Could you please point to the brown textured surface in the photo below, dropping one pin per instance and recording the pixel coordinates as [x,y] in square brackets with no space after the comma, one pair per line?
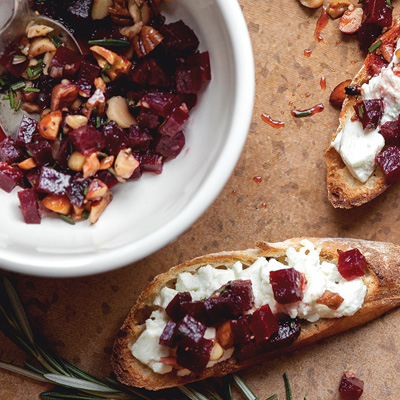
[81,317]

▬▬▬▬▬▬

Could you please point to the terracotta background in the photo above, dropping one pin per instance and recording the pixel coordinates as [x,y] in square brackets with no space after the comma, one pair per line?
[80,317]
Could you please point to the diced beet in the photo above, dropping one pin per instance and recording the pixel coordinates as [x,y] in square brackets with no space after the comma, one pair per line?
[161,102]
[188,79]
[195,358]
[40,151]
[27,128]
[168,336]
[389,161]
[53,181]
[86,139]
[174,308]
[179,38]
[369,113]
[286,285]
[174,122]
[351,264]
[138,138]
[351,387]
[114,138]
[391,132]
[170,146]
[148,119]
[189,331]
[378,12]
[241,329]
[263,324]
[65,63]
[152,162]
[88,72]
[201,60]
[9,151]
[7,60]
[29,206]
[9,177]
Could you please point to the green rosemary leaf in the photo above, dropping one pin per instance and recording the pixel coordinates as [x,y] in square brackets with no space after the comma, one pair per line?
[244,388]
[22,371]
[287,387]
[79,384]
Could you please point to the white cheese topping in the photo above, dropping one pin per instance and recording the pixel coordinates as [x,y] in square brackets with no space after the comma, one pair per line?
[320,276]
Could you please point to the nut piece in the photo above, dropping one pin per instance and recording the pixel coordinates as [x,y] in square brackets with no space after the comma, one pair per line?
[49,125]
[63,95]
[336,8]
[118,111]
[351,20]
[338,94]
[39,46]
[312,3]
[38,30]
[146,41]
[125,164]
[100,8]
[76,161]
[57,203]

▬▬▬▬▬▬

§ **Do this**: Return every line of the material above that contains the word "square". Case counts.

§ **Result**:
Could you please point to the brown textured surface in the photo below, dropping one pin per instance and recording the pixel coordinates as [x,y] in square brackets with no space after the comma, one pair per line?
Could you please point to the terracotta background in the photo above, dropping one pin per instance and recording the pixel coordinates as [x,y] in square brackets with no space after the comma, one pair per line?
Could you please point to the diced beet in the photo above, dropping one pin per instance and recording the pixel coordinates as [x,y] in square brackets with no space after the comma, one pair per line?
Could you please point to the green rosemary leaf in the photo above, dropping one pin per instance and recording the pixel coordinates as [x,y] in square brackets with no space after the comma, one pair per line?
Could you please point to the white cheese topping in the photo above, dropping one pin per instance and recording the pixel coordinates as [x,y] in square brackets with no space after the comma, one pair per line?
Could you please point to the nut piece in the photo above, dropping one pin per instance and recording the pixel coordinates as [x,y] in square brackets with no space after the comma, one pair per line?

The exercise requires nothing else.